Start of AVAILABLE RECORDS
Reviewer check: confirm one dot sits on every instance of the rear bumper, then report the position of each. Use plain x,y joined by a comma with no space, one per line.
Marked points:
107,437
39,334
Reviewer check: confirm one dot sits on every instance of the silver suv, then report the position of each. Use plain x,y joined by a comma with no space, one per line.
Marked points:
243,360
End of AVAILABLE RECORDS
Return the line that contains "of the silver", along with every line after it in the data above, exactly and with nothing else.

- _ANSWER SECTION_
Reviewer check: confirm one dot sits on every instance of the silver suv, then report the position of each. Use plain x,y joined by a comma with no space, one per line.
Marked points:
243,360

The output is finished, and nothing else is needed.